Do this – Convert the records below into a two-column CSV with the header input,output. Begin at the line that has "Indicate the black" and stop after the line that has "pixel 183 253". Give one row per record, with its text and its answer each in a single quoted field and line breaks replaced by spaces.

Information shown –
★ ★ ★ ★
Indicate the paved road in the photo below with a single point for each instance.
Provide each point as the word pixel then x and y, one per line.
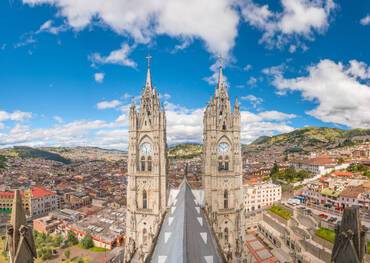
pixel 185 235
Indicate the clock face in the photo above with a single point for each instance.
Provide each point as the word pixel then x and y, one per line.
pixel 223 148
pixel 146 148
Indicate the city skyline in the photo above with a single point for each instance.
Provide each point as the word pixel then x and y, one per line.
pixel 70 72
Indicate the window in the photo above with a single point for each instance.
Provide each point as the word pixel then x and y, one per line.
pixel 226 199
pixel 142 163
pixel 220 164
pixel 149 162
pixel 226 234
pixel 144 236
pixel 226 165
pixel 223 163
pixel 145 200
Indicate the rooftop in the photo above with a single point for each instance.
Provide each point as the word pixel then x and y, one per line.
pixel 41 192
★ ★ ★ ★
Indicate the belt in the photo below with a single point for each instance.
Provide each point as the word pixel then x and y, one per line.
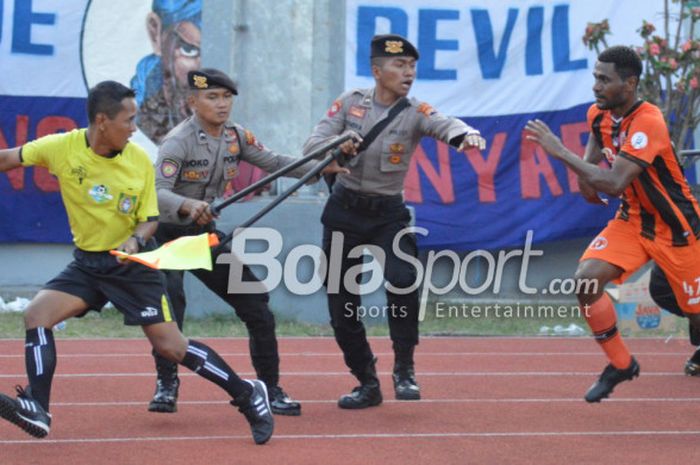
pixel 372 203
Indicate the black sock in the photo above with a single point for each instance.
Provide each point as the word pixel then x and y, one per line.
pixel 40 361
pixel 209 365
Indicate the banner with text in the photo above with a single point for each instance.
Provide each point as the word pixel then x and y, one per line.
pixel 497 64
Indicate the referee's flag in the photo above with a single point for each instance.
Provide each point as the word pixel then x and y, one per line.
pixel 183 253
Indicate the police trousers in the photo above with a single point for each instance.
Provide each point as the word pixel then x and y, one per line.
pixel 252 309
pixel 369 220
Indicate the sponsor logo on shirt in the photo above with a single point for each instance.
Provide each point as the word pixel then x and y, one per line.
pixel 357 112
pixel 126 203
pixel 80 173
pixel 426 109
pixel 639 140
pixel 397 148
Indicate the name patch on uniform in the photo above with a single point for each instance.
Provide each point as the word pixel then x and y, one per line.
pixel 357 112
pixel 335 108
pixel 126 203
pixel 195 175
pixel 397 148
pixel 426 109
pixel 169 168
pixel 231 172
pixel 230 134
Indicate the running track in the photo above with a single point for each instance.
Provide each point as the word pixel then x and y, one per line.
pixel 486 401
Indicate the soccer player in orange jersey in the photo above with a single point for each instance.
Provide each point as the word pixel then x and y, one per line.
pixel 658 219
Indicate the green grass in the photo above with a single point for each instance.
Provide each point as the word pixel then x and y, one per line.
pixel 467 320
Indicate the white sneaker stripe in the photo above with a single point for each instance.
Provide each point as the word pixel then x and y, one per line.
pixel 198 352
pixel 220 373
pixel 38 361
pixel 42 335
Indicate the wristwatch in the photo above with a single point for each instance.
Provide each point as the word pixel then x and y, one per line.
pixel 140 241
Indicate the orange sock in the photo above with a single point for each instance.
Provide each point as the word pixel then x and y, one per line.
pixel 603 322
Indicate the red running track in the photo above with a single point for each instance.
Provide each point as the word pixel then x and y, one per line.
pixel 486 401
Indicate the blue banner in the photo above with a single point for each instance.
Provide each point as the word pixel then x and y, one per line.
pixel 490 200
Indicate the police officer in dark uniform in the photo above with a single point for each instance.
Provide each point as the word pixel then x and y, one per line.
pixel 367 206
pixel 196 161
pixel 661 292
★ ★ ★ ★
Reply –
input,output
"Indicate the black sock in the photo above with a single point for each instance. Provide each point as the word pixel then x and y, one per line.","pixel 40 361 pixel 209 365"
"Indicate the banner with text in the photo above with a single point for each instance. Provide each point as the word pixel then x and y, one per line.","pixel 497 64"
"Indicate the referee's flag in the photo above with a single point for each instance. Provide each point as the word pixel then x and y, one per line.","pixel 183 253"